STATED PROBLEM: From the line containing "tiled rooftop of" down to the last line of the records below, copy every line exactly. Leave out everything before it.

+++ MATERIAL FOR THIS TASK

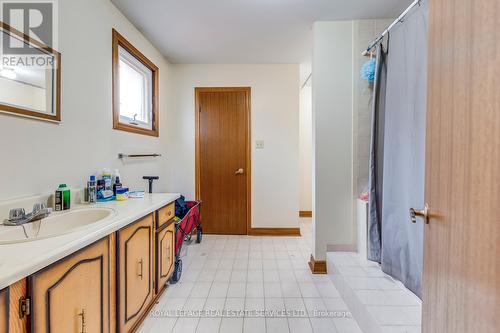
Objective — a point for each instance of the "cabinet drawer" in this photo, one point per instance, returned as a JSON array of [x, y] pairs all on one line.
[[73, 295], [135, 272], [165, 214], [164, 256]]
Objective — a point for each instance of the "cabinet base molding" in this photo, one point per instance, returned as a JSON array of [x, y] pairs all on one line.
[[317, 266], [274, 232]]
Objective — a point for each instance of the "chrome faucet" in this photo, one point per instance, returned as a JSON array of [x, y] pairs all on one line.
[[18, 216]]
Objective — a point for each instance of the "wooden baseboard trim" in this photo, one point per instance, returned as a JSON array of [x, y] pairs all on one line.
[[317, 266], [305, 213], [274, 232]]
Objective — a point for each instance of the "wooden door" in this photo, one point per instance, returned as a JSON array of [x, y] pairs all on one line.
[[135, 275], [164, 255], [223, 158], [461, 278], [4, 310], [73, 295]]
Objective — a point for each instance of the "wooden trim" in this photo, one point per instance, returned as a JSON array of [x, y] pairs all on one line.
[[57, 76], [119, 40], [274, 232], [248, 91], [305, 213], [17, 291], [6, 314], [317, 266]]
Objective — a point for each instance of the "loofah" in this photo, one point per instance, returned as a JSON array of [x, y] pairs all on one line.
[[368, 70]]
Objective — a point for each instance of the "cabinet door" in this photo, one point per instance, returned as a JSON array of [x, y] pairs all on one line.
[[135, 277], [73, 295], [4, 310], [164, 256]]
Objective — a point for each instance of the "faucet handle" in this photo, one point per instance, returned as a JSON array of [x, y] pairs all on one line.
[[16, 214]]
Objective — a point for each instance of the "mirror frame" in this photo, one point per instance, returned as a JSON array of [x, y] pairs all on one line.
[[19, 111]]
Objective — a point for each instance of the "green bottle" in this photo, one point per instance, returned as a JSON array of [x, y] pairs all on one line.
[[63, 198]]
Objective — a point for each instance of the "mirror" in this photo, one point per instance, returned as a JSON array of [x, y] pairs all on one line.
[[29, 80]]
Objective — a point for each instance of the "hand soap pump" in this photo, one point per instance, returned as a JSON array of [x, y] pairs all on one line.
[[92, 190], [117, 183]]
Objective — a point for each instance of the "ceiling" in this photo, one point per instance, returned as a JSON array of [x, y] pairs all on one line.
[[244, 31]]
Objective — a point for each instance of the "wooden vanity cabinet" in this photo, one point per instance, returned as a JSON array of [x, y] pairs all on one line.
[[4, 310], [135, 273], [74, 294], [165, 255]]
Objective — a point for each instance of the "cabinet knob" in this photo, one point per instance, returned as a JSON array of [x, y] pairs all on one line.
[[141, 267], [82, 315]]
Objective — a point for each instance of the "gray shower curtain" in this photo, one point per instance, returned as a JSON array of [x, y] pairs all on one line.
[[404, 149], [377, 157]]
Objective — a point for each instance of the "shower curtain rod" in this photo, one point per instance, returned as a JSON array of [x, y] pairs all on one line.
[[386, 31]]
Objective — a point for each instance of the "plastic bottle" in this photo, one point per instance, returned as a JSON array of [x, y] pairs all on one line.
[[107, 177], [92, 190], [117, 183], [62, 198]]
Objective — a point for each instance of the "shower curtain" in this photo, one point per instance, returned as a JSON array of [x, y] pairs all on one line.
[[404, 149], [377, 157]]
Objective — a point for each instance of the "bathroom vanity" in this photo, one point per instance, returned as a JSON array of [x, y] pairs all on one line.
[[101, 277]]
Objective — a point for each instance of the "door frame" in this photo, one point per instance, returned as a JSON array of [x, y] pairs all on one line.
[[248, 91]]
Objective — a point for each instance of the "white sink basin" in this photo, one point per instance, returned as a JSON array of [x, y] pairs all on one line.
[[54, 225]]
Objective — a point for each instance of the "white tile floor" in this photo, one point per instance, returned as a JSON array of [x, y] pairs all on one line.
[[250, 284]]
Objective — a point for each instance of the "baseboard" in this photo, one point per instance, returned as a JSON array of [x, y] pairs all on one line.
[[305, 213], [274, 232], [341, 248], [317, 266]]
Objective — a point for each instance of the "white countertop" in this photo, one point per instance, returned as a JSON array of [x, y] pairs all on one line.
[[20, 260]]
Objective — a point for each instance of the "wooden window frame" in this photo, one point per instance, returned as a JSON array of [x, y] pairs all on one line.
[[119, 40]]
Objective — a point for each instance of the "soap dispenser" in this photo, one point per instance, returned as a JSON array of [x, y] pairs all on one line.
[[117, 183]]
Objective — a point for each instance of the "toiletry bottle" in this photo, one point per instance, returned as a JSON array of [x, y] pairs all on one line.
[[100, 189], [117, 184], [92, 190], [107, 177], [62, 198]]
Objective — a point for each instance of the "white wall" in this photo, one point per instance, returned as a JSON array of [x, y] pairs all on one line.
[[332, 136], [305, 136], [275, 119], [36, 155]]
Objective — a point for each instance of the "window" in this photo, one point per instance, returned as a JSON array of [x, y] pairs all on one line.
[[135, 89]]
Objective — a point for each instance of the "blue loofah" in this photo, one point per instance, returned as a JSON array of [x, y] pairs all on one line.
[[368, 70]]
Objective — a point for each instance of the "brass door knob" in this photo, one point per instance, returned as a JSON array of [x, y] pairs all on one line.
[[423, 213]]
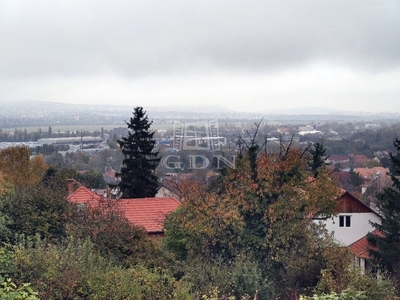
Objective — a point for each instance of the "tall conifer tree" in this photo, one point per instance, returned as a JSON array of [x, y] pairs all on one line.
[[137, 177], [387, 255]]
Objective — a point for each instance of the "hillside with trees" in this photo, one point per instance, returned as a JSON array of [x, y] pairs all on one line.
[[249, 234]]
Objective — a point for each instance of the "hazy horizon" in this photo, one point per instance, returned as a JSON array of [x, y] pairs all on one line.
[[248, 56]]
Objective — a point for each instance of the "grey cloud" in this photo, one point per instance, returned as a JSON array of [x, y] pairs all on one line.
[[137, 38]]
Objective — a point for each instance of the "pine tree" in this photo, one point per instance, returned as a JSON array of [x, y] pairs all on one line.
[[137, 177], [387, 253]]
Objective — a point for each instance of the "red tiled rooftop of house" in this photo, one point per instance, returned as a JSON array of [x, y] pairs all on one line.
[[361, 247], [149, 213], [368, 173], [84, 196]]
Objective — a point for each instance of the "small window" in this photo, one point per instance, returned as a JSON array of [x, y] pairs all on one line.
[[344, 221]]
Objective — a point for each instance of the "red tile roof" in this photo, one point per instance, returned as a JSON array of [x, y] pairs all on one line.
[[84, 196], [361, 247], [368, 173], [149, 213]]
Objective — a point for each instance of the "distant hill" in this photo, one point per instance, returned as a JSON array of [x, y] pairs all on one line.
[[43, 113]]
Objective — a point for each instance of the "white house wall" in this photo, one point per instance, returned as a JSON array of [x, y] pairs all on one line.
[[359, 227]]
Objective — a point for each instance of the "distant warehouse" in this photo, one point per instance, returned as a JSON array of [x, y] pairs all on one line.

++++++

REPLY TO THE EXERCISE:
Objective — a point for each instance of the "red tiled rooftop of house" in this photo, one point per instance, returned as a JSON array of [x, y] pairs all on one line.
[[361, 247], [149, 213], [368, 173], [84, 196]]
Objective — a point for each instance of the "small window" in this photo, one point per instance, returned as a JSON array of [x, y] pairs all on one line.
[[344, 221]]
Objective — a point for each instance of the "red tile roof" in this photo, one point per instance, returned as a JSON array of [x, y] pairs all on one line.
[[84, 196], [361, 247], [368, 173], [149, 213]]
Objective — a point for each instance of the "distant hill" in this photo, one point per instance, returned as a JSON array of [x, y] pairs all on one line.
[[43, 113]]
Objective — a point for each instance of the "white house wall" in this photo, one point per instance, returned as a JSON array of [x, y] pairs all on one line.
[[359, 227]]
Objective — a point for each instance of the "distant warehouse" in this photo, one point per instance, returned as a JSON array of [x, y] pairs all on one line.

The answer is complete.